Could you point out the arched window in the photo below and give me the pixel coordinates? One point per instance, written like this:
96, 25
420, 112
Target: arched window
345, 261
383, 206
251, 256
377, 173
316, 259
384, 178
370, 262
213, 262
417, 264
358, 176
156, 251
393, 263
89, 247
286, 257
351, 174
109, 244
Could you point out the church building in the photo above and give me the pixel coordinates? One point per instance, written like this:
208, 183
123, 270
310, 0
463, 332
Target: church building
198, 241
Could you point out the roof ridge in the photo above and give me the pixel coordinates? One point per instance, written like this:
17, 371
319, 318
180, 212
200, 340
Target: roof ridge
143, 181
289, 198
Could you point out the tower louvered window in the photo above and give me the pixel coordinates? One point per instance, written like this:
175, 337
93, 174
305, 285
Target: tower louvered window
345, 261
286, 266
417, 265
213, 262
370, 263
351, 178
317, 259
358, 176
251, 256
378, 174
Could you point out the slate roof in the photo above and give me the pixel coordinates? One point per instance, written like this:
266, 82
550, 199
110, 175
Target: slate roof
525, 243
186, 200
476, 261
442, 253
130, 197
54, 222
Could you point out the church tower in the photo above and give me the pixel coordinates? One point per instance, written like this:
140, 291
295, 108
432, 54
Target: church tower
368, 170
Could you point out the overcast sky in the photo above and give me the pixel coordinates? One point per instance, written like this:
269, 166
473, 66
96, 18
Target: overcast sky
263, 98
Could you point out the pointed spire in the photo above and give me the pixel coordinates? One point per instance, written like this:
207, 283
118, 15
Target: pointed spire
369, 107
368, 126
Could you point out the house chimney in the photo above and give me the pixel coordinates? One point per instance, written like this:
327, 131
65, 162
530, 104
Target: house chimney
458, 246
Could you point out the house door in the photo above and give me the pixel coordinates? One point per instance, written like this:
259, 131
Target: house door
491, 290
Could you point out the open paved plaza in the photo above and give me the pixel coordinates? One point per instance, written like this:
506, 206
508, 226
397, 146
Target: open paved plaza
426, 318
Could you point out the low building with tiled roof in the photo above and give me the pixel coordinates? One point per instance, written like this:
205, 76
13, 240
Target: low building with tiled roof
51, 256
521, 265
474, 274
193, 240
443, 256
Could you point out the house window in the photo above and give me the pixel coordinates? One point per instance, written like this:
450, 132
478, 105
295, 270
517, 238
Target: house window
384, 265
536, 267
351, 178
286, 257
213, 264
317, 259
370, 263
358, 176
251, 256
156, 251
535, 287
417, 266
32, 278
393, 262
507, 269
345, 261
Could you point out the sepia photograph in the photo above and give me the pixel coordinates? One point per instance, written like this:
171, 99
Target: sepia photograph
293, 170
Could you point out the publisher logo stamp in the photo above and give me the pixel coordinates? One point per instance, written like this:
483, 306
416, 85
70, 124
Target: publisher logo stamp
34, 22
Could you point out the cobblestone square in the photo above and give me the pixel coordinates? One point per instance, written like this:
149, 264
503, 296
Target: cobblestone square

*DIRECTIVE*.
Rewrite the lines above, from the line containing "Could you point out the open" through the last line, inclusive, with "Target" replaced by "Label" and everything else left unchanged. Give only those lines.

*SOLUTION FOR THIS PROBLEM*.
Could you point out the open paved plaza in the photo above and give me the pixel coordinates? One point per instance, written like this:
506, 206
508, 226
397, 146
Label: open paved plaza
426, 318
Could you point out the low building with tiled roof in the photo above and give me the pixel coordinates? One point per instance, written like this:
205, 76
13, 240
Label: low building with tiled roof
51, 256
521, 265
474, 274
193, 240
443, 256
Could you point out the house window in the photo above and give me the pixel coordinates? One point per instance, written like this:
450, 132
478, 105
295, 270
517, 238
Label: house window
384, 265
536, 267
351, 178
286, 257
213, 264
317, 259
370, 263
358, 176
251, 256
156, 251
535, 287
417, 266
32, 278
393, 262
507, 269
345, 261
Could you point out the sepia photograph in the photo above and give me the pixel coordinates? One point per instance, written like this:
171, 99
Label: sepia photograph
293, 170
Could you point out the publisher logo stamp in the photo above and give me the pixel coordinates? One point per instance, written like this:
483, 306
416, 85
70, 124
Label: publisher logo stamp
34, 22
Could you point out the cobblestone square in the photo above and give me the pixel coordinates? One point per instance, written like this:
149, 264
503, 296
Label: cobblestone square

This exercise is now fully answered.